Task item: The data below should be printed in full, exactly, and without any of its images.

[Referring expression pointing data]

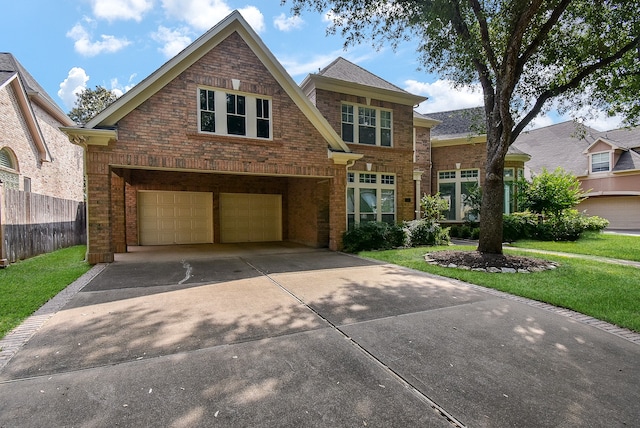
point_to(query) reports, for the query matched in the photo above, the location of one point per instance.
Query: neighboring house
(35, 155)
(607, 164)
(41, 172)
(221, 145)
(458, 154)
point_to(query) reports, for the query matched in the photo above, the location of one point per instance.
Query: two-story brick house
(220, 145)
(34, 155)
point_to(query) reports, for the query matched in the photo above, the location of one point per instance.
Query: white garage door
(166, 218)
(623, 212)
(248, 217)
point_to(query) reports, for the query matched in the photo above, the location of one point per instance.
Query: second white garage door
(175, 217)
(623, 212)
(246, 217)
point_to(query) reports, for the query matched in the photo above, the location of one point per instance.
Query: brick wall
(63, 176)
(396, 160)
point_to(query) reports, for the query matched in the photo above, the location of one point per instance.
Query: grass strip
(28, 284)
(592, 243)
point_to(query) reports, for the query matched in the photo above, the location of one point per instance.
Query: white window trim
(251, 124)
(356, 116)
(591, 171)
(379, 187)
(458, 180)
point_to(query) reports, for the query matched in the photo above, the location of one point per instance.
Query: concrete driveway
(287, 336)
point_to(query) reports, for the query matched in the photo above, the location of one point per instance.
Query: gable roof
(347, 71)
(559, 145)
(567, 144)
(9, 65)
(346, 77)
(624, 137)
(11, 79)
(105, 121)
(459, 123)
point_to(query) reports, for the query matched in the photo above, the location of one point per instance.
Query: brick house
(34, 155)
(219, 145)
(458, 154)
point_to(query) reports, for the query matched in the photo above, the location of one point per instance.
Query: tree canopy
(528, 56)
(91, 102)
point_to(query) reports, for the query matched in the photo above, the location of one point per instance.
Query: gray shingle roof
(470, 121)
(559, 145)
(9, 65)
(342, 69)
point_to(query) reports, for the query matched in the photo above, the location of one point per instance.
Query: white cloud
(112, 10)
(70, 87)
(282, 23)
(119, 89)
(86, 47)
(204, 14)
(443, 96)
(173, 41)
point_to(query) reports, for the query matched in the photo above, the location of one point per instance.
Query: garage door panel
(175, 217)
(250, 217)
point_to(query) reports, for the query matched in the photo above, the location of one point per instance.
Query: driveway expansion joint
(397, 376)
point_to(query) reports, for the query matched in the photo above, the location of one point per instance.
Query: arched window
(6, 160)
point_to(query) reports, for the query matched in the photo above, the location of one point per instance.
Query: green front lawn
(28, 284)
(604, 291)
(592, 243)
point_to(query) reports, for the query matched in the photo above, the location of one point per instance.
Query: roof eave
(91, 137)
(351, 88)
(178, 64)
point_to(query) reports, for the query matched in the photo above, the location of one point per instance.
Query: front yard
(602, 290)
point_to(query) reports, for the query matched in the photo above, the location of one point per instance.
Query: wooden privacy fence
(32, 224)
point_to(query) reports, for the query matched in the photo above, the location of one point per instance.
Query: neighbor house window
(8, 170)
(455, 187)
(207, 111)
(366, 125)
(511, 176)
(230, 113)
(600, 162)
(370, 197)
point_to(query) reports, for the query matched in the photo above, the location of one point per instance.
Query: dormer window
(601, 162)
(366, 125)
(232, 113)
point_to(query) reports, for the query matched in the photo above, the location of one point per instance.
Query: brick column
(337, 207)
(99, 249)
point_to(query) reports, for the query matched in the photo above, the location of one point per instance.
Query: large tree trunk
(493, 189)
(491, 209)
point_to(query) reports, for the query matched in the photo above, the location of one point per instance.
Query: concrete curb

Written solution:
point_to(query) reports, for the query matched in the photo above, the location of one point per instance.
Query: neighboring house
(35, 155)
(607, 164)
(41, 172)
(221, 145)
(458, 154)
point_to(query) reports, for the query matched in the photo above, the location of one point per instance.
Query: two-story brick house
(220, 145)
(34, 155)
point_to(query) reports, for the query matched in the photo above, the location of one point per instance.
Query: white garage door
(166, 218)
(623, 212)
(248, 217)
point_to(query) reports, for the query matched in the photo above, the location of one point per instance.
Query: second white garage door
(175, 217)
(623, 212)
(246, 217)
point_to(query) reports, for the query matched in the photo above, the location of one point per instance.
Query: brick wall
(63, 176)
(396, 160)
point_to(query) reports, for the query matched in the photo above, the location of one point per instance.
Query: grass strip
(28, 284)
(592, 243)
point_to(query) reports, for the query matched in the photo above, the location of one point per instance.
Query: white window trim
(251, 124)
(356, 116)
(591, 171)
(379, 187)
(458, 180)
point_to(query) reports, for the query matched in the photo above, the location of one point per instance.
Query: concrete driveway
(287, 336)
point_to(query) reports, for the query matched in the photo above, the location of one point per instance.
Query: gable roof
(347, 71)
(559, 145)
(567, 144)
(9, 65)
(346, 77)
(624, 137)
(11, 79)
(105, 121)
(459, 123)
point_to(query) reports, for the query matched in the photo above, the location of one point per instance.
Query: brick house
(34, 155)
(219, 145)
(458, 154)
point_to(query) reports, for the query matched in the photo above, the location of one point per instance.
Query: tree canopy
(528, 56)
(91, 102)
point_to(query) reports, for the query matched in the photo above, the location of one point per instance.
Query: gray shingle roof
(470, 121)
(559, 145)
(9, 65)
(342, 69)
point_to(query) reports, for the query matched in the photo above, the location of one point per instance.
Query: white cloud
(112, 10)
(70, 87)
(282, 23)
(119, 89)
(86, 47)
(204, 14)
(443, 96)
(173, 41)
point_to(query) reports, for the query matched in the photo above, the location of one point per instance.
Query: garage door panel
(175, 217)
(250, 217)
point_to(query) reports, for the query matched in the photo above, the location of one point per instance.
Query: driveway expansion joint
(397, 376)
point_to(query) reports, for the query matched in the photo above, the location of one point per instance.
Query: arched window
(6, 160)
point_to(query) reports, for the query matched in the photo above, the location of one point per instance.
Query: green front lawn
(28, 284)
(604, 291)
(592, 243)
point_to(query) reports, for the query matched in the photo above, the location of one point per instance.
Query: roof eave
(91, 137)
(351, 88)
(178, 64)
point_to(query) reports, for the query matched in the photo above, the location of one point per instance.
Query: front yard
(602, 290)
point_to(query) reports, for the query matched in the photo above, the location of one point per instance.
Query: wooden privacy fence
(32, 224)
point_to(query) reports, for the query matched in the photo above, the location of one point per instance.
Query: neighbor house window
(8, 170)
(455, 187)
(207, 111)
(366, 125)
(511, 176)
(230, 113)
(600, 162)
(370, 197)
point_to(query) reports, for the query matched in the photo above, the location of one point per instance.
Query: dormer window
(601, 162)
(366, 125)
(232, 113)
point_to(query) reports, for the query matched in the photo above, the location of one point per instance.
Query: brick column
(337, 207)
(99, 249)
point_to(query) reports, for the query matched in the photo above, the location of one point per instance.
Query: large tree trunk
(493, 189)
(491, 209)
point_to(query) reports, for the query matched in the photo above, the location of one point per instance.
Query: concrete curb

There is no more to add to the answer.